--- start of Given data ---

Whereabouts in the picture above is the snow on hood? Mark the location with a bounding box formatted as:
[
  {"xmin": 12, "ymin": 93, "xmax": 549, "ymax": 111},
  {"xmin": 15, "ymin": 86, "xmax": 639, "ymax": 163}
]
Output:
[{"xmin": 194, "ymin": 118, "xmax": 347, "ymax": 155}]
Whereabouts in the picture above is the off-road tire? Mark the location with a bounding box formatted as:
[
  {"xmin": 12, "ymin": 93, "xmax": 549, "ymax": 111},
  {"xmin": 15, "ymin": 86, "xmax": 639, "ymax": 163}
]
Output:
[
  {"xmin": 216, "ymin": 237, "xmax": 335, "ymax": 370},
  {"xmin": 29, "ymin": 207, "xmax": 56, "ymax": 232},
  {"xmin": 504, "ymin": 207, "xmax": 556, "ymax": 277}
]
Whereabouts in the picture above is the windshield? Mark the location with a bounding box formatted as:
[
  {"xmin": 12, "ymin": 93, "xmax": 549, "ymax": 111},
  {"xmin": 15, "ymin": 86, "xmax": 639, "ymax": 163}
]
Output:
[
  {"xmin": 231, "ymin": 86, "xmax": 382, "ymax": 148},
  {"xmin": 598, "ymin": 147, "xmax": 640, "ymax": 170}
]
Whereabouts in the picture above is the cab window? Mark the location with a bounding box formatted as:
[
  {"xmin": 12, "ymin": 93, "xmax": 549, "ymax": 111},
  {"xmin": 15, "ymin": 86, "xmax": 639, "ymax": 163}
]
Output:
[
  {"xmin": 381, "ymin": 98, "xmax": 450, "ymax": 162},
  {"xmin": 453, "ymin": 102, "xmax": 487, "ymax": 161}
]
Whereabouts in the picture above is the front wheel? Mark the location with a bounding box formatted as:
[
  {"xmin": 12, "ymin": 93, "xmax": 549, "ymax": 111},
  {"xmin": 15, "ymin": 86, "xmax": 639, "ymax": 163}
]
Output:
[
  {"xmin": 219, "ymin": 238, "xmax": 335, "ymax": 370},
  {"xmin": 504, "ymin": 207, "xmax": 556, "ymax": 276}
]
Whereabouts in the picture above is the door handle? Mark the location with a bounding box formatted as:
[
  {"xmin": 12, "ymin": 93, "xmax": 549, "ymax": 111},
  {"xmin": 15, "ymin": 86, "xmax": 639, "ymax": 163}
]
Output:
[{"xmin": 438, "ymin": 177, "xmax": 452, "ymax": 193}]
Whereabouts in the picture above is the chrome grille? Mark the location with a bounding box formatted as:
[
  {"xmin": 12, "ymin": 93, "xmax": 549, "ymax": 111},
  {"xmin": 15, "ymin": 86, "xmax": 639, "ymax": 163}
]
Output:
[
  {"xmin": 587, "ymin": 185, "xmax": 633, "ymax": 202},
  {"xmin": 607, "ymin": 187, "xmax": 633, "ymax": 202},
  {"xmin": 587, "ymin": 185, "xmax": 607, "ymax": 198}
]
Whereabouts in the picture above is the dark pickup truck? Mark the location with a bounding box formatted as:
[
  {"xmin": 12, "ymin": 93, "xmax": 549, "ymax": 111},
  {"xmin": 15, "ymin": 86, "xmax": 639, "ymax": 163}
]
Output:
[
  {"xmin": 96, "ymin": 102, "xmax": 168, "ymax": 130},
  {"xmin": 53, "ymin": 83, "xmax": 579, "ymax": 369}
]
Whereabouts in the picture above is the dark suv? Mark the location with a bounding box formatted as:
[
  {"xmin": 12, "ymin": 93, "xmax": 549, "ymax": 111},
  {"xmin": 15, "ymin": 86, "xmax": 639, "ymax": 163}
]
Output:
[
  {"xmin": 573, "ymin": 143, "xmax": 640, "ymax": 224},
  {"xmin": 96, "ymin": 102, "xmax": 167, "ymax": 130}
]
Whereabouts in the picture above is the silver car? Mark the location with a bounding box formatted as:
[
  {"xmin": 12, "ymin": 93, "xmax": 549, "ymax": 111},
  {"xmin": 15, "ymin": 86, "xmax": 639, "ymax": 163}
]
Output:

--- end of Given data ---

-- Short exercise --
Your task is to transcribe the material exactly.

-- Result of the exercise --
Whereabouts in the picture above is the snow on hood? Mark the location with a bounding box formatted as:
[
  {"xmin": 12, "ymin": 93, "xmax": 549, "ymax": 111},
  {"xmin": 15, "ymin": 86, "xmax": 639, "ymax": 163}
]
Output:
[{"xmin": 194, "ymin": 118, "xmax": 347, "ymax": 155}]
Whereabouts in the picture above is the off-road tire? Mark the location with a bounding box formatted as:
[
  {"xmin": 12, "ymin": 93, "xmax": 549, "ymax": 111},
  {"xmin": 15, "ymin": 86, "xmax": 639, "ymax": 163}
]
Output:
[
  {"xmin": 216, "ymin": 237, "xmax": 335, "ymax": 370},
  {"xmin": 29, "ymin": 207, "xmax": 56, "ymax": 232},
  {"xmin": 504, "ymin": 207, "xmax": 556, "ymax": 277}
]
Whereabouts in the picture above is the windshield? Mark the location with a bounding box formatted as:
[
  {"xmin": 12, "ymin": 93, "xmax": 549, "ymax": 111},
  {"xmin": 15, "ymin": 86, "xmax": 639, "ymax": 163}
]
Output:
[
  {"xmin": 231, "ymin": 86, "xmax": 382, "ymax": 148},
  {"xmin": 598, "ymin": 147, "xmax": 640, "ymax": 170}
]
Whereabouts in the picture above is the cab window? Mark the location with a bounding box formatted as:
[
  {"xmin": 12, "ymin": 93, "xmax": 549, "ymax": 111},
  {"xmin": 15, "ymin": 86, "xmax": 639, "ymax": 163}
]
Output:
[
  {"xmin": 381, "ymin": 98, "xmax": 450, "ymax": 162},
  {"xmin": 453, "ymin": 102, "xmax": 487, "ymax": 161}
]
Whereabouts in the picture above is the front wheel? Mark the location with a bounding box formatted as:
[
  {"xmin": 12, "ymin": 93, "xmax": 549, "ymax": 111},
  {"xmin": 15, "ymin": 86, "xmax": 639, "ymax": 163}
]
Output:
[
  {"xmin": 219, "ymin": 238, "xmax": 335, "ymax": 370},
  {"xmin": 504, "ymin": 207, "xmax": 556, "ymax": 276}
]
Whereabouts in the picture above is the door handle? Mark the location with a bounding box formatted as:
[
  {"xmin": 12, "ymin": 93, "xmax": 549, "ymax": 111},
  {"xmin": 15, "ymin": 86, "xmax": 639, "ymax": 163}
]
Output:
[{"xmin": 438, "ymin": 177, "xmax": 452, "ymax": 193}]
Whereabouts in the picture above is the chrome grille? Mark the location with a bounding box formatted as:
[
  {"xmin": 12, "ymin": 93, "xmax": 549, "ymax": 111},
  {"xmin": 15, "ymin": 86, "xmax": 639, "ymax": 163}
]
Output:
[
  {"xmin": 587, "ymin": 185, "xmax": 633, "ymax": 202},
  {"xmin": 607, "ymin": 187, "xmax": 633, "ymax": 202},
  {"xmin": 587, "ymin": 185, "xmax": 607, "ymax": 198}
]
Whereabouts in the picture above is the dark pickup truck? Mark the location with a bounding box formatted as:
[
  {"xmin": 12, "ymin": 93, "xmax": 549, "ymax": 111},
  {"xmin": 15, "ymin": 86, "xmax": 639, "ymax": 163}
]
Output:
[
  {"xmin": 96, "ymin": 102, "xmax": 168, "ymax": 130},
  {"xmin": 53, "ymin": 83, "xmax": 579, "ymax": 369}
]
Whereabouts in the picture above is the dark suv? Mark the location with a bounding box formatted as:
[
  {"xmin": 12, "ymin": 93, "xmax": 549, "ymax": 111},
  {"xmin": 15, "ymin": 86, "xmax": 639, "ymax": 163}
]
Output:
[
  {"xmin": 573, "ymin": 143, "xmax": 640, "ymax": 224},
  {"xmin": 96, "ymin": 102, "xmax": 167, "ymax": 130}
]
Whereabouts in the picture above is the silver car? Mark the location with a bounding box formatted as:
[
  {"xmin": 12, "ymin": 93, "xmax": 549, "ymax": 111},
  {"xmin": 15, "ymin": 86, "xmax": 639, "ymax": 163}
]
Output:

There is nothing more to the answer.